_Work task_
Lines to restate from the data below: from the one containing "the bare tree." to the one containing "# a single point is shaped like point(936, 602)", both included. Give them again exactly, and only them.

-------- Exercise material --------

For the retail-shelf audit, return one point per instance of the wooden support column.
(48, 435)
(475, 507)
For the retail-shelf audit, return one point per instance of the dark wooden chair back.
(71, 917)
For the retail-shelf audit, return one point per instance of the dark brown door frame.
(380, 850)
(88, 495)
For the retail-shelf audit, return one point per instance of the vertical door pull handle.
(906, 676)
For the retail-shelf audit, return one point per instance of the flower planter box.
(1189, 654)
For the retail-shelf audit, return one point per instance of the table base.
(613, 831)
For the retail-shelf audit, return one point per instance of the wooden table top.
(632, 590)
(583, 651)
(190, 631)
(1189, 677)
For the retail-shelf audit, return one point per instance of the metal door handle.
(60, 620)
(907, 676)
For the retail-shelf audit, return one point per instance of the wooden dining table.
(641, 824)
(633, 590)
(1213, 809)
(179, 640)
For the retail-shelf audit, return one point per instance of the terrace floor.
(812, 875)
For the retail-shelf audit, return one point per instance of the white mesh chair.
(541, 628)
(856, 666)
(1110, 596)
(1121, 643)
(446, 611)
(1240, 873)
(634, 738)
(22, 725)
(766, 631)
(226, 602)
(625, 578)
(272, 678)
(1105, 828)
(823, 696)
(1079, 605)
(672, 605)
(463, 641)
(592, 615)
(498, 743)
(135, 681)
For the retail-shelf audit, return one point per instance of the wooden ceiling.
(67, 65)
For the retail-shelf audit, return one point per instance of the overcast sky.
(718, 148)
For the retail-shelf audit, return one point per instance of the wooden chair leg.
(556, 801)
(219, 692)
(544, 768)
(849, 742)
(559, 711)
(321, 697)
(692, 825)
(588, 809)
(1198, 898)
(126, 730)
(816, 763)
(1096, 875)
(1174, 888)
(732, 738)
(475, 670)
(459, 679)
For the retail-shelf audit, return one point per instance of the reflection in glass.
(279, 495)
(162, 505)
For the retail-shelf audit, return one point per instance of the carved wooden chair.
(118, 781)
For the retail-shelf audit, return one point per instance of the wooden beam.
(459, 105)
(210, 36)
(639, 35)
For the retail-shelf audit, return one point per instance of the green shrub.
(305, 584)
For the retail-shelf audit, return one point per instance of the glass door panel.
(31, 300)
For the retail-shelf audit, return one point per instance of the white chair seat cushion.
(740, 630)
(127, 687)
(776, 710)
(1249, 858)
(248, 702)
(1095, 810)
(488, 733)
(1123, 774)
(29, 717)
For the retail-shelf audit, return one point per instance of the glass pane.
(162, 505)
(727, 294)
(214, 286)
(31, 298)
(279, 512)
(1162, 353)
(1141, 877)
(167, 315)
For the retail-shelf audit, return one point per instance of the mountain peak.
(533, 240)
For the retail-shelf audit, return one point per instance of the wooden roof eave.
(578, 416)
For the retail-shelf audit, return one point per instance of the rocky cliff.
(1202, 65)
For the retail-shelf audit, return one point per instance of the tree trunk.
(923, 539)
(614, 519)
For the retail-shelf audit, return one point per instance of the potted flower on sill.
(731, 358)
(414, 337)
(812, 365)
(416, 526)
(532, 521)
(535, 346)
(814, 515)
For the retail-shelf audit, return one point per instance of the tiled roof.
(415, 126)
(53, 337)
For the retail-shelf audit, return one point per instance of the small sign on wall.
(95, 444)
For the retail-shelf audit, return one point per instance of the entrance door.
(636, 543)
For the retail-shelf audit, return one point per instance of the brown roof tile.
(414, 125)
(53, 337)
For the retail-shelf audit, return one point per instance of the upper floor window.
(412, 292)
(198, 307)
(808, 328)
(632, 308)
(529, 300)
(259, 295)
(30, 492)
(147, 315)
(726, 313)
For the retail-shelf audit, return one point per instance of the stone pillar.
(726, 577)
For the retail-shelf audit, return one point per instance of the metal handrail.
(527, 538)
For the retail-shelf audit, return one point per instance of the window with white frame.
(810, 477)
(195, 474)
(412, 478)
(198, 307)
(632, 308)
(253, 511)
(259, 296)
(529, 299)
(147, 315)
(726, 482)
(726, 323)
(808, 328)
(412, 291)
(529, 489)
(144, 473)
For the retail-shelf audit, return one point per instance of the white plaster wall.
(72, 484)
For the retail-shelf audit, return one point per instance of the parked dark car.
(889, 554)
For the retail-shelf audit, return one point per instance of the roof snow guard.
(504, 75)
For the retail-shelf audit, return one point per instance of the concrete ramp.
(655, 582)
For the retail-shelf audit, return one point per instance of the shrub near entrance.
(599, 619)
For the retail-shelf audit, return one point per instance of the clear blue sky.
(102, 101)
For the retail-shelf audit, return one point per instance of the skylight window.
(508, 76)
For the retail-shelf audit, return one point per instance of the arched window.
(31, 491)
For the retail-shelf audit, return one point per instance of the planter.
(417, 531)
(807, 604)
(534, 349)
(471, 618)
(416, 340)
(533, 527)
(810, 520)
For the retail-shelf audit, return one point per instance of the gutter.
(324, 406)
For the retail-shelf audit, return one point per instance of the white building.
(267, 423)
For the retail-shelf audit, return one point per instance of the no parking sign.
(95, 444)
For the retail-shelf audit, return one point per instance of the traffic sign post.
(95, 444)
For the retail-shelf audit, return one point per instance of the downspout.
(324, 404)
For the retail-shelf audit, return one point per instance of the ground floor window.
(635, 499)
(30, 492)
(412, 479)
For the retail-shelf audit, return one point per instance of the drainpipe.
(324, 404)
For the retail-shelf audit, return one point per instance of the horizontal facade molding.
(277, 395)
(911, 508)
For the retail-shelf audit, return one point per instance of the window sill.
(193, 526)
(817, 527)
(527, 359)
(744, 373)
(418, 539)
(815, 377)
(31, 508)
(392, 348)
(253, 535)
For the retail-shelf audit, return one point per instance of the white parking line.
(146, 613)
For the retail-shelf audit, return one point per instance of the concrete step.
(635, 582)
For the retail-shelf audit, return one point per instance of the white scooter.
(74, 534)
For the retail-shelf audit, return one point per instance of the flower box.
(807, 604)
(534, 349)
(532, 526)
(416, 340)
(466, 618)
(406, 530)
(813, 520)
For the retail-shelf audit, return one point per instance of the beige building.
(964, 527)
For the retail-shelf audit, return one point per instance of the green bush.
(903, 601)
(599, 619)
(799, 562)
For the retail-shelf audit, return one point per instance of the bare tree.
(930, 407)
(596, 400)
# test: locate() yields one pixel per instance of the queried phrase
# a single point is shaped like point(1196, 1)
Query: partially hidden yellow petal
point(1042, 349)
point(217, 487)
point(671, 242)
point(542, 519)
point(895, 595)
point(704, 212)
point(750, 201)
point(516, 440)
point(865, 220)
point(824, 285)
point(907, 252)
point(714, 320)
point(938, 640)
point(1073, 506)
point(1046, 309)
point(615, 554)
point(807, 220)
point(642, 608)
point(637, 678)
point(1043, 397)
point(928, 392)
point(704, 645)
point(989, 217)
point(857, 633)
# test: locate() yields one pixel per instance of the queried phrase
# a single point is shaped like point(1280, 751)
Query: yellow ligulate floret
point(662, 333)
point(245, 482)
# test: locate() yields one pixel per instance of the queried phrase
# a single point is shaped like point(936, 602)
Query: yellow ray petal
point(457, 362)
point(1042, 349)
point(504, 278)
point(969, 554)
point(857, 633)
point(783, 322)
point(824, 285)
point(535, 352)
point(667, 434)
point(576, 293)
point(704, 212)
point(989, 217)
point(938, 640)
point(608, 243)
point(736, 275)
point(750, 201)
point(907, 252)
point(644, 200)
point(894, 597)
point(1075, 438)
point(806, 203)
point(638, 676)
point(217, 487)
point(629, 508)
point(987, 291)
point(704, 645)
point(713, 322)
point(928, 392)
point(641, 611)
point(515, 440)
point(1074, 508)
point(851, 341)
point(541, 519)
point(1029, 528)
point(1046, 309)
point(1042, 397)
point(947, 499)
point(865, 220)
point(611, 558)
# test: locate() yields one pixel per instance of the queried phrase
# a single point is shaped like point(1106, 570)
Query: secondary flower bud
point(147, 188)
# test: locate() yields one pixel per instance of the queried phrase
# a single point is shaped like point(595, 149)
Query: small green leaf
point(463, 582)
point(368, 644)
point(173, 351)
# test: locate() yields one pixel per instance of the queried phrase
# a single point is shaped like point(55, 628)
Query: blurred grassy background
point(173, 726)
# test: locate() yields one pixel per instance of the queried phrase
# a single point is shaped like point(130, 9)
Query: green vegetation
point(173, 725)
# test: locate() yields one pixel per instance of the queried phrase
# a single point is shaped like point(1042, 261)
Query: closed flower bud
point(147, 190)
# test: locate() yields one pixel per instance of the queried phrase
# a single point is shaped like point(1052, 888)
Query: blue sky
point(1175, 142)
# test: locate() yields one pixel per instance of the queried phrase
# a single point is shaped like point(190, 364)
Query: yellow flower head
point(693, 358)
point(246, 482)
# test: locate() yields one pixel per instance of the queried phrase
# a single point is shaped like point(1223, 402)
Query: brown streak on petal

--------

_Result_
For the retail-shelf audit, return one point per instance of the bare tree.
(930, 407)
(596, 400)
# test: locate() yields one pixel per instance of the queried phrase
# a single point is shaped like point(1196, 1)
Query: partially hidden yellow petal
point(1042, 349)
point(217, 487)
point(671, 242)
point(542, 519)
point(895, 595)
point(704, 212)
point(750, 201)
point(516, 440)
point(865, 220)
point(824, 285)
point(907, 252)
point(714, 320)
point(938, 640)
point(1073, 506)
point(1046, 309)
point(615, 554)
point(807, 220)
point(642, 608)
point(637, 678)
point(1043, 397)
point(928, 392)
point(704, 645)
point(989, 217)
point(857, 633)
# test: locate() yields one pixel per instance of the queried phrase
# a single point is shaped like point(1280, 751)
Query: yellow ligulate floret
point(662, 333)
point(245, 482)
# test: locate() yields one pixel per instance of the queried phrase
# a single point is shaped like point(936, 602)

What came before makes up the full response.